* DIRECTIVE 1: Summarize the forum thread on homemade insulating rail clamps in two sentences.
* DIRECTIVE 2: Print everything in the forum thread on homemade insulating rail clamps from "## dawgnabbit (Jan" down to "this idea work?".

# Easy insulating rail clamps? Will they work?



## dawgnabbit (Jan 2, 2008)

Hi, All

Has anyone tried making their own insulating rail clamps with flat head screws and a plastic base? Will this idea work?

I tried out the concept with a scrap of black ABS plastic and four #4 x 1/2 flat head sheet metal screws: 












Very cheap, very fast to make, but will it work? Opinions, please.

Thanks,

Dawg


----------



## Greg Elmassian (Jan 3, 2008)

I am missing the insulating part... are you intending to gap the rail? If so you will see that you don't have enough support of the rail to keep the ends aligned.. 

Regards, Greg


----------



## wchasr (Jan 2, 2008)

Turn the ABS 90 degree's add in 4 more screws and cut the rail in between the middle pair. 

Chas


----------



## John J (Dec 29, 2007)

I think you are on the right track. I can see that if you placed that on a joint and left a gap that would work. My question would be is there enough threads in the ABS to for the screw hold. 

If the bite of the screw were in question I would double the width of the ABS and put in 4 screws, two on each side of the gap 

I Really think you go soemthing cost effective there .

* RECORDED DATA:
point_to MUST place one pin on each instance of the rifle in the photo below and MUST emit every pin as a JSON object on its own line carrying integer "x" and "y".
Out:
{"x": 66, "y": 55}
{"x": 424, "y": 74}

* COMPLETE RESPONSE 1: A poster asks whether homemade insulating rail clamps will work, having tested the idea with a scrap of black ABS plastic and four #4 x 1/2 flat head sheet metal screws that are very cheap and fast to make. Replies warn that a gapped rail may lack enough support to keep its ends aligned and question whether the ABS holds the screws well, and they suggest turning the ABS 90 degrees or doubling its width with more screws on each side of the gap.

* COMPLETE RESPONSE 2:
## dawgnabbit (Jan 2, 2008)

Hi, All

Has anyone tried making their own insulating rail clamps with flat head screws and a plastic base? Will this idea work?